**Recorded information:**
====
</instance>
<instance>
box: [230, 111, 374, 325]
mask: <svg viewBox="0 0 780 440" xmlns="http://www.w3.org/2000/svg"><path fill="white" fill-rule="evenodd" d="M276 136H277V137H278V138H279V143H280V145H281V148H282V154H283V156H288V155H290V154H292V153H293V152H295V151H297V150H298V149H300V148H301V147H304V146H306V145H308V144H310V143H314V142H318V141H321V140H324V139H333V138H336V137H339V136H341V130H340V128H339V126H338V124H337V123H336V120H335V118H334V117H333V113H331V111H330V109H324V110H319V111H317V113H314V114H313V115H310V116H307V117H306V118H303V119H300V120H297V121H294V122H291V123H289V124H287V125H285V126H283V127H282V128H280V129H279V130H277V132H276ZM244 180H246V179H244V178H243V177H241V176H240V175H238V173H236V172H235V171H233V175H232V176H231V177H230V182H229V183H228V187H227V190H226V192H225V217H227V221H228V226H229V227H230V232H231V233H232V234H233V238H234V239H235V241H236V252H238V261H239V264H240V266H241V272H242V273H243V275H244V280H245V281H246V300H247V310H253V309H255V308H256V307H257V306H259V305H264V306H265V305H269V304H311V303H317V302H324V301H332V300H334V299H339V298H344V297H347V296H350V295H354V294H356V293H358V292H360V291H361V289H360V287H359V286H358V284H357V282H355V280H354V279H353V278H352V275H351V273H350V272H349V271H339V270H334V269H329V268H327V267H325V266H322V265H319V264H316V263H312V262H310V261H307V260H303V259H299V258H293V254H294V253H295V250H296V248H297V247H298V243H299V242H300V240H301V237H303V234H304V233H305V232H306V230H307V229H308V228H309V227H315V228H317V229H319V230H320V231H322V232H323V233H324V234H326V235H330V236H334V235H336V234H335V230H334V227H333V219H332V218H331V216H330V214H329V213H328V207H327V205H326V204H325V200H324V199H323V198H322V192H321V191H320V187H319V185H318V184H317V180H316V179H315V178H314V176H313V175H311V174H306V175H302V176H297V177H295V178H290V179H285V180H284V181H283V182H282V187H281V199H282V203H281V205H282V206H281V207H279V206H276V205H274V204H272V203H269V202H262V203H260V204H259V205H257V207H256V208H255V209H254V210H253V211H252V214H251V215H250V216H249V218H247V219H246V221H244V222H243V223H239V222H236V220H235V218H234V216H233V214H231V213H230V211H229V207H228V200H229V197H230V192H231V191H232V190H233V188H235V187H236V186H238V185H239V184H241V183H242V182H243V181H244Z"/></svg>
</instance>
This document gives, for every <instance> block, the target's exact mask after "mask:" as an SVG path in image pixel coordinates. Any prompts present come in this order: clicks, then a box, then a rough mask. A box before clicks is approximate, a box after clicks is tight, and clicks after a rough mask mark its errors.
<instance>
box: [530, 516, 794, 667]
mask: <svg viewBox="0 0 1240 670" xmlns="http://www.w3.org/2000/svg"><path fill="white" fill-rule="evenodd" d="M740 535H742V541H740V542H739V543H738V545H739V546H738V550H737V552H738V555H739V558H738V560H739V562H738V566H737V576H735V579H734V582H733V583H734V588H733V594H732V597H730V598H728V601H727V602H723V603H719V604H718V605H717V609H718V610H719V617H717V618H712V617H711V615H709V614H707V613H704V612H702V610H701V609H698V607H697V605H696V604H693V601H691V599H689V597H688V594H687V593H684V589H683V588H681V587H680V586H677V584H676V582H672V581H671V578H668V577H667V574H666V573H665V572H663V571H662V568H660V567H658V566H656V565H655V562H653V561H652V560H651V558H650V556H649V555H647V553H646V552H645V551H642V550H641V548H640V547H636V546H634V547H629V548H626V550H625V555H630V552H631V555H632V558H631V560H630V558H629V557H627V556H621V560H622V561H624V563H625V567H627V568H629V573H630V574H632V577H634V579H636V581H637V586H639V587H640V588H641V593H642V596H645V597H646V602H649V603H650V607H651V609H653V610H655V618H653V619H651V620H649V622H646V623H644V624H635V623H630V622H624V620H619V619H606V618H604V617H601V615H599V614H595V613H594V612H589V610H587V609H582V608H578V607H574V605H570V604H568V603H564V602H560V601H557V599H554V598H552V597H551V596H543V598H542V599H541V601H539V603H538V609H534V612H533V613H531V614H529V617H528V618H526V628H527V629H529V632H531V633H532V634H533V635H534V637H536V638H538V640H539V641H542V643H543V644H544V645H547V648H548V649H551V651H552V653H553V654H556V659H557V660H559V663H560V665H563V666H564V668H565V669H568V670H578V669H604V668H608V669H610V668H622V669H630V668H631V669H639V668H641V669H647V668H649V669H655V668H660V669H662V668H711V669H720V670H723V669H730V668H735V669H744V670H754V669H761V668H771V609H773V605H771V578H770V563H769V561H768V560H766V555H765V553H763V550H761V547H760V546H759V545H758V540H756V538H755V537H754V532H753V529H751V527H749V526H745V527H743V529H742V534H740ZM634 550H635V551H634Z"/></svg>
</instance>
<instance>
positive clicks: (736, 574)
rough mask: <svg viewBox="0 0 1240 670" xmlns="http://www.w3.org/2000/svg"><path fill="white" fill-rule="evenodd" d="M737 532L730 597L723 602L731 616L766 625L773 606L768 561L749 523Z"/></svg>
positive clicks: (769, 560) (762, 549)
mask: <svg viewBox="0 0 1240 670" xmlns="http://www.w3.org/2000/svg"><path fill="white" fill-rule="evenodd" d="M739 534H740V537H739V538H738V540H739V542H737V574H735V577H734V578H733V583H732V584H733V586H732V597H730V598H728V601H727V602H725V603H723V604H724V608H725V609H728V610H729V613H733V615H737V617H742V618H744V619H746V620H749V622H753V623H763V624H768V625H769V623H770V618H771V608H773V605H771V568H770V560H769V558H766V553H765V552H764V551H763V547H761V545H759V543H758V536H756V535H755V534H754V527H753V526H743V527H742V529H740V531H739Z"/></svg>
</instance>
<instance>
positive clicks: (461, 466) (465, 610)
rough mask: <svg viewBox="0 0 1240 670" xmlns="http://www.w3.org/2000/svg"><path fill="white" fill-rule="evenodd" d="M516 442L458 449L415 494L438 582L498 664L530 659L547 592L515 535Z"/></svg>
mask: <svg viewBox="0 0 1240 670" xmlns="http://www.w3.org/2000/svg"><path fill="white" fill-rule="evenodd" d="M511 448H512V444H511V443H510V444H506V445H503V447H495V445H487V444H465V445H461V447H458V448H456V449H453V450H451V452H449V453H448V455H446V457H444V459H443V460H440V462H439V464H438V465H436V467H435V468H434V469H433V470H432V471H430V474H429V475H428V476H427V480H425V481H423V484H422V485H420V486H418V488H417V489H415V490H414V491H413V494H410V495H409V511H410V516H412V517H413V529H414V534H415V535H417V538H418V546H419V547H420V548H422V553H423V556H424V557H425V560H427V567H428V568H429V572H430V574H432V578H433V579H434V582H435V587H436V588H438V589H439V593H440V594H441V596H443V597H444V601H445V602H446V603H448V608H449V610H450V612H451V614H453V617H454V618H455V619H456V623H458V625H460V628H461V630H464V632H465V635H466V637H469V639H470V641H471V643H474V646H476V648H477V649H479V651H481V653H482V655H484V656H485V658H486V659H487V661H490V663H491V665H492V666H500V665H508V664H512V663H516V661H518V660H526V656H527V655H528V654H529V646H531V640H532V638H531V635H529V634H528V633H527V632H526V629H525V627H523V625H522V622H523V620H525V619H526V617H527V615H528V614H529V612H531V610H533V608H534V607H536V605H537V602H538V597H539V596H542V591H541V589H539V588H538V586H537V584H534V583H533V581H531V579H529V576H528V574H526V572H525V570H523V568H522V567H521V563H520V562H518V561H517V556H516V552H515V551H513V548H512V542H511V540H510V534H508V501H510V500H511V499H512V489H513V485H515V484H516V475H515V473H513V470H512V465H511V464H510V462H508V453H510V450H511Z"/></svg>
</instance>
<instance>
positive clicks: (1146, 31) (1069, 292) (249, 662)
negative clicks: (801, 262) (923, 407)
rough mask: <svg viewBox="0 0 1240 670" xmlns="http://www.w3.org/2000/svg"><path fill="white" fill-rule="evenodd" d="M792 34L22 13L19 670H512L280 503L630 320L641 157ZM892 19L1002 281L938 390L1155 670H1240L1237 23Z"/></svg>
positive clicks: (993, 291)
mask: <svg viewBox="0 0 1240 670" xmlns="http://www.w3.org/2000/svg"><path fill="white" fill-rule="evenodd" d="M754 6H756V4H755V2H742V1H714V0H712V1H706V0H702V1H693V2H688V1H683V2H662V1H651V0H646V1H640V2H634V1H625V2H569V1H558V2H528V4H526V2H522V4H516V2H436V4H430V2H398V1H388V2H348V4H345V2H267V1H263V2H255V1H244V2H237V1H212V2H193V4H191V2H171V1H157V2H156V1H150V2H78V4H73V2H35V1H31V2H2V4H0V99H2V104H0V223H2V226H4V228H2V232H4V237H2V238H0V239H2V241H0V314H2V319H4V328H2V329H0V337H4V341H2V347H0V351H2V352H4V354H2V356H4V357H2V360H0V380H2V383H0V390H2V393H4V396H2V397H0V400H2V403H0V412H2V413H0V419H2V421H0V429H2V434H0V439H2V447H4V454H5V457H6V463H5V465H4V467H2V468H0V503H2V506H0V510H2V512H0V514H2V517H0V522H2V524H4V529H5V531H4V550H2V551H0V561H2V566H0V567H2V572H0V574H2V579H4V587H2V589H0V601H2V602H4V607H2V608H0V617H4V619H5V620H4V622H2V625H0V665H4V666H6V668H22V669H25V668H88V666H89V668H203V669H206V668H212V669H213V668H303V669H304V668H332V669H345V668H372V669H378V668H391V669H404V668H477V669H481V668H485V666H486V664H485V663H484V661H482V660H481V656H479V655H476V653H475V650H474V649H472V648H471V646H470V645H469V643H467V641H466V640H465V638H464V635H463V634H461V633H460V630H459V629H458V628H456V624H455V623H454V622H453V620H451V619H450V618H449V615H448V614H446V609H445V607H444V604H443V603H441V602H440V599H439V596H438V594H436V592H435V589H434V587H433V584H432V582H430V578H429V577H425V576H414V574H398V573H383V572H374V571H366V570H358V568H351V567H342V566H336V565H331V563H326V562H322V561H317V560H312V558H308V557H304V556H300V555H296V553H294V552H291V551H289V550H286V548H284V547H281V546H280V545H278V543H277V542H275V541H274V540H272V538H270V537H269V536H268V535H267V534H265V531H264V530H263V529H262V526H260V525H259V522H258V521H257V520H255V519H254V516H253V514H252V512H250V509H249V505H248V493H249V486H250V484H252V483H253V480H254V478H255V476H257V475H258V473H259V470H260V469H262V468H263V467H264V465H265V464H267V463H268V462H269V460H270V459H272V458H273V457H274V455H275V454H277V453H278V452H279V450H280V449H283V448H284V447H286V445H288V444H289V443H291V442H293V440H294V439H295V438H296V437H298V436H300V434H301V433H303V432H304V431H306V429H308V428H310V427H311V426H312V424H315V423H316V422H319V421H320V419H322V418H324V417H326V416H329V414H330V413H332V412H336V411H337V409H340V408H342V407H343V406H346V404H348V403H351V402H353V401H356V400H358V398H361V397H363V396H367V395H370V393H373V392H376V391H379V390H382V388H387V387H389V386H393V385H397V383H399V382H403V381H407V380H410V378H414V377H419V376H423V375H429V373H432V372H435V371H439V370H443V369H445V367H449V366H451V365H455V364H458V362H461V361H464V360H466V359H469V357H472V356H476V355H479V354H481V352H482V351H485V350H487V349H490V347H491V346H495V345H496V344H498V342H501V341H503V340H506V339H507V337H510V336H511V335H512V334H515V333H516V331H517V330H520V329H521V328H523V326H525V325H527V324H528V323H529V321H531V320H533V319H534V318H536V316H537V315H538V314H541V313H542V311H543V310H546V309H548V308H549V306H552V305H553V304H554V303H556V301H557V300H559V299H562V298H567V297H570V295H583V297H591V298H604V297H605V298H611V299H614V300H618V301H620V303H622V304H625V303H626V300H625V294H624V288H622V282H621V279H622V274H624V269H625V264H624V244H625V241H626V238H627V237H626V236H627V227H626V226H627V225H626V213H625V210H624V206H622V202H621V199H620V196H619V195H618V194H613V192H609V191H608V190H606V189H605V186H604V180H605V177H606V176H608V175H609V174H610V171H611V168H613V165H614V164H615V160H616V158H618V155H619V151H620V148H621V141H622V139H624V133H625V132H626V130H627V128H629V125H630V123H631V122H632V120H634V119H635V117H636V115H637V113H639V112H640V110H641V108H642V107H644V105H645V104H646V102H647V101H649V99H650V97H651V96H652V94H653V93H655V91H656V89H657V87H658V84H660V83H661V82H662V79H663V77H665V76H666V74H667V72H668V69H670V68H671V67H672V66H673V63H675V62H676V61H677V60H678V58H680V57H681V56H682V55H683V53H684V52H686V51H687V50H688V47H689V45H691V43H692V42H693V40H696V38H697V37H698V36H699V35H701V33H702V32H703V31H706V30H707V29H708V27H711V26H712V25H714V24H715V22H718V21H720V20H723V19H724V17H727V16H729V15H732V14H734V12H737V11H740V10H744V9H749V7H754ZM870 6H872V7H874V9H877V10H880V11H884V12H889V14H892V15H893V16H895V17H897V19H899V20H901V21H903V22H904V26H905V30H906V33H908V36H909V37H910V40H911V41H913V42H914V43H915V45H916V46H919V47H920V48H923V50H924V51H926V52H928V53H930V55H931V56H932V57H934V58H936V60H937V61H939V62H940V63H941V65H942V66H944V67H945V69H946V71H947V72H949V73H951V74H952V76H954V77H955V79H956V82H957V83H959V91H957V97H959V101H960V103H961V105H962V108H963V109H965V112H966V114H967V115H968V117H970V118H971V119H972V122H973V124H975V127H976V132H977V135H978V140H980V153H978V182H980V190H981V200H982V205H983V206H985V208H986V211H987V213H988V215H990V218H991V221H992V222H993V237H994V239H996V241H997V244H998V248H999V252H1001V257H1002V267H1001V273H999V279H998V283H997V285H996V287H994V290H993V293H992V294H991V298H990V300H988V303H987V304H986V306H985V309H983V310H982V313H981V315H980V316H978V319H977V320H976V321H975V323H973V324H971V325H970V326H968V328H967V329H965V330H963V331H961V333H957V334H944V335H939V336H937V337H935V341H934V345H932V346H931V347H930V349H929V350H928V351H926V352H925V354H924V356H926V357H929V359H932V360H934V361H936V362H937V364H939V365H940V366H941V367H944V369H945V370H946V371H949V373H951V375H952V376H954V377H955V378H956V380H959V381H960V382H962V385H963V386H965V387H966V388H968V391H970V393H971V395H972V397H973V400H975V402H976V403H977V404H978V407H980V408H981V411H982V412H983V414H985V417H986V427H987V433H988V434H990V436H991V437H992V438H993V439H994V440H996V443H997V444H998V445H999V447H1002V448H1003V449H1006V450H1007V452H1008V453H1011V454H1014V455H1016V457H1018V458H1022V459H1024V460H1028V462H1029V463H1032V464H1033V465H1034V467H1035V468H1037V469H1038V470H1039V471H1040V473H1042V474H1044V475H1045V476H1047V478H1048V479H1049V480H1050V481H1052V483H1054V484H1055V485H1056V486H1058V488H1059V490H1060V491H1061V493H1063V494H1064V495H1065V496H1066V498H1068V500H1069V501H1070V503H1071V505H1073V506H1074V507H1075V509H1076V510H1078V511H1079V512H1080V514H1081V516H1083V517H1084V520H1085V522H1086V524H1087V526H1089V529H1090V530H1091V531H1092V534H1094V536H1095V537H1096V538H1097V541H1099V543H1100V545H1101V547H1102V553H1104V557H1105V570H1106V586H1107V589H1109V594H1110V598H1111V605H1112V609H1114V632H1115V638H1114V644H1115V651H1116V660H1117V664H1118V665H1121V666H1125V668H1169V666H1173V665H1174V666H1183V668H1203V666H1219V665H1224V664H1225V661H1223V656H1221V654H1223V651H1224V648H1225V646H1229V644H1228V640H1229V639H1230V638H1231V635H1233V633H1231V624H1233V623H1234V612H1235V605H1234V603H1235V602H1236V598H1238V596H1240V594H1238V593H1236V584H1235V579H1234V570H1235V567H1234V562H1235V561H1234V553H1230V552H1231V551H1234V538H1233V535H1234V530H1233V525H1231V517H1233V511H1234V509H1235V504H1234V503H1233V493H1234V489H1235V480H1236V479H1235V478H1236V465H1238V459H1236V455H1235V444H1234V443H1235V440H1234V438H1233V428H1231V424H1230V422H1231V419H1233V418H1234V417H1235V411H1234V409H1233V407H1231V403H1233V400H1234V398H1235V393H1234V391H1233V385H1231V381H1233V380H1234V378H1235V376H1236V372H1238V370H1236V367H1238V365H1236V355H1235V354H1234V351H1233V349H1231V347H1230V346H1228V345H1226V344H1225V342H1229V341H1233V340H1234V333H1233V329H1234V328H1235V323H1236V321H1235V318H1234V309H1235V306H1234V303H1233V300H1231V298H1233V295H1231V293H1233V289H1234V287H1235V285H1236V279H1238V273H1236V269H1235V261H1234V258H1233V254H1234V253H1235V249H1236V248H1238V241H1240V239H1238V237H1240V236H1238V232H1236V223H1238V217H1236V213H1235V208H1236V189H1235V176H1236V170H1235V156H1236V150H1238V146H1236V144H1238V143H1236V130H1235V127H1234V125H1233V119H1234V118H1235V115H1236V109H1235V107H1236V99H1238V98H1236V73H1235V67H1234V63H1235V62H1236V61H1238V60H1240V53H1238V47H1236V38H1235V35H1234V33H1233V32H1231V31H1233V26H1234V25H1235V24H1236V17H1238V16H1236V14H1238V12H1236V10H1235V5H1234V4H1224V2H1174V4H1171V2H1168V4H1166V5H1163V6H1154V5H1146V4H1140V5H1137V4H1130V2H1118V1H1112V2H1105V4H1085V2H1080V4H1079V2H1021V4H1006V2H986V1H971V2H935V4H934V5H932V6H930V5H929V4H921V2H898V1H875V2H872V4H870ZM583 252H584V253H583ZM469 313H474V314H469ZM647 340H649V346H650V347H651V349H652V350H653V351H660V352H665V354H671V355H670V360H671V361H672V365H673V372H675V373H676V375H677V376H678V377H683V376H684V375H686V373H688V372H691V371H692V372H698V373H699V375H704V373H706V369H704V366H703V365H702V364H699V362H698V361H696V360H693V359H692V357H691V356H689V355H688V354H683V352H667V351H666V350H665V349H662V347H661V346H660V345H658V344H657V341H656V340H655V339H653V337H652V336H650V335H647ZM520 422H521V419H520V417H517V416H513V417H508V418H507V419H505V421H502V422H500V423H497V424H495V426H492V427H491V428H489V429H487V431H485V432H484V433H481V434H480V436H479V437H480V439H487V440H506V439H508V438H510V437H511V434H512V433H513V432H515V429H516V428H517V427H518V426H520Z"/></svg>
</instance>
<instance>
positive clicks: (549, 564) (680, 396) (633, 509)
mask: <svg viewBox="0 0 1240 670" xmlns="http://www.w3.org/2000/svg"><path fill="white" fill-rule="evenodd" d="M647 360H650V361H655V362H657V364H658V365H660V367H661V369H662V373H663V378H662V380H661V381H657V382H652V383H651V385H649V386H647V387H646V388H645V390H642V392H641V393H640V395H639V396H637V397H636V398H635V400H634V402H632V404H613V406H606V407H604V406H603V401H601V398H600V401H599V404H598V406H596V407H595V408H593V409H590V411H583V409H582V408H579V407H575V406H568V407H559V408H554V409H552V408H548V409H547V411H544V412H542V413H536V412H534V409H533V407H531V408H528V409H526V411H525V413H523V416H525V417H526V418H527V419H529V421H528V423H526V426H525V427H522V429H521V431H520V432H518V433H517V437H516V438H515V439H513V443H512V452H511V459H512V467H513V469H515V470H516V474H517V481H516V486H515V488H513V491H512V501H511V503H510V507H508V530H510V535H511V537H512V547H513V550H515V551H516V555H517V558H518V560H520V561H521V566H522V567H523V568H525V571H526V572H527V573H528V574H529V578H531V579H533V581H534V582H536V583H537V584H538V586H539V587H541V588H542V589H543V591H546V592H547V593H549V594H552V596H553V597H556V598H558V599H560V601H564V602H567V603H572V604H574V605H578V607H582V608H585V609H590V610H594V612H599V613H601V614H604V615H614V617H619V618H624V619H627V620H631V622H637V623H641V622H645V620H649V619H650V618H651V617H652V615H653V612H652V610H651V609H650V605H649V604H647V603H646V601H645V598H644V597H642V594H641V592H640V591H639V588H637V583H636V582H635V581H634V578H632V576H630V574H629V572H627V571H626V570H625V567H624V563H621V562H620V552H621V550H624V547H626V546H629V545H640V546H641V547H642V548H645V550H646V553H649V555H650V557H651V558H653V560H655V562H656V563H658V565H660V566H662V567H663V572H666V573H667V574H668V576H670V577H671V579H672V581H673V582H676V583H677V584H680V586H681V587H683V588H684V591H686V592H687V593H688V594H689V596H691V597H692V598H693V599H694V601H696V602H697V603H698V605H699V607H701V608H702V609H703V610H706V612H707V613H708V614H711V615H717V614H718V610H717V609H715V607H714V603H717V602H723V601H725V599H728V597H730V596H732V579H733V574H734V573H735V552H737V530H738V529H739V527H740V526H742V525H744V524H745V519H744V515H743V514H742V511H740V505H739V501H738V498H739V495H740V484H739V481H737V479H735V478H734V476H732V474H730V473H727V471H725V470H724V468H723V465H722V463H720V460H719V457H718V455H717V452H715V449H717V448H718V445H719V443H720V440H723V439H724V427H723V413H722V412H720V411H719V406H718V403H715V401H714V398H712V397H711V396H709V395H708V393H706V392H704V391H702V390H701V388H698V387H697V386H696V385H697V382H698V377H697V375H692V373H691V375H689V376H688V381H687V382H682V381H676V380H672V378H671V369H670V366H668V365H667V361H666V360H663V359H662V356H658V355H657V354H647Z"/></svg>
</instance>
====
**Assignment:** Which lines contain "clicks"? Copy each of them from the listing.

**Solution to the problem:**
This document gives, for every <instance> block, the target's exact mask after "mask:" as an SVG path in image pixel coordinates. Any prompts present come in this order: clicks, then a box, then a rough mask. A box before clicks is approximate, a box after clicks is tight, and clicks after a rough mask mark its errors.
positive clicks: (736, 574)
positive clicks: (769, 560) (762, 549)
positive clicks: (461, 466) (465, 610)
positive clicks: (1146, 31) (1069, 292) (249, 662)
negative clicks: (801, 262) (923, 407)
positive clicks: (993, 291)
positive clicks: (549, 564) (680, 396) (633, 509)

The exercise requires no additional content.